DIRECTION
Reproduce the passage on the 1942 U-boat attacks on Bell Island word for word, from "In 1942, the" up to and including "than 137 people.".

In 1942, the German U-boats attacked Bell Island two times which led to four ore boats sinking, and more than 60 men dead, making it one of the few places in the Dominion of Newfoundland raided during the Second World War. The Germans also tried to capture St. John's, the capital of Newfoundland. These engagements are considered part of the larger Battle of the St. Lawrence. Bell Island is in Conception Bay, Newfoundland and the waters were part of an important Atlantic convoy route that allowed supplies to flow from the United States to its allies in Europe. Many ships brought supplies in these waters to Britain's troops, but many of them were cut off by the German U-boats. Later in the war, many other ships sunk which led to the death of more than 137 people.

The German U-boat Attacks 

On the night of 4 September 1942 The German boat, U-513, which was under the command of Kapitänleutnant Rolf Ruggeberg, followed the iron ore carrier Evelyn B to Conception Bay. There, they spent the night under twenty metres of water. The next morning on 5 September the U-513 attacked and sank SS Lord Strathcona and SS Saganaga. A total of twenty-nine men who were all on Saganaga died. Right after the attack, U-513 left the fight following Evelyn B. On 2 November at 3 a.m., the waters off Bell Island saw a second attack, this time executed by U-518. Commanded by Kapitänleutnant Friedrich Wissmann, and she was at the southern end of Bell Island in an area known as “The Tickle,” also known as Wabana Anchorage. Over the course of an hour, she fired a torpedo at the 3,000 ton Anna T. It missed and went under SS Flydingdale which then exploded towards the loading dock. This explosion startled many in Bell Island. Wissman fired twice more. The torpedoes went straight towards SS Rose Castle, and the ship immediately sank, killing twenty-eight men with her.

DATA LINES
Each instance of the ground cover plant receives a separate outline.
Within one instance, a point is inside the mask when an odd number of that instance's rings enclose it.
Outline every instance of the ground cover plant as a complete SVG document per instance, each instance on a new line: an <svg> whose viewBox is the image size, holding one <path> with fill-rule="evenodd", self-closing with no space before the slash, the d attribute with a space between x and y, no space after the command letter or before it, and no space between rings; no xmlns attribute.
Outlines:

PROBLEM SOLUTION
In 1942, the German U-boats attacked Bell Island two times which led to four ore boats sinking, and more than 60 men dead, making it one of the few places in the Dominion of Newfoundland raided during the Second World War. The Germans also tried to capture St. John's, the capital of Newfoundland. These engagements are considered part of the larger Battle of the St. Lawrence. Bell Island is in Conception Bay, Newfoundland and the waters were part of an important Atlantic convoy route that allowed supplies to flow from the United States to its allies in Europe. Many ships brought supplies in these waters to Britain's troops, but many of them were cut off by the German U-boats. Later in the war, many other ships sunk which led to the death of more than 137 people.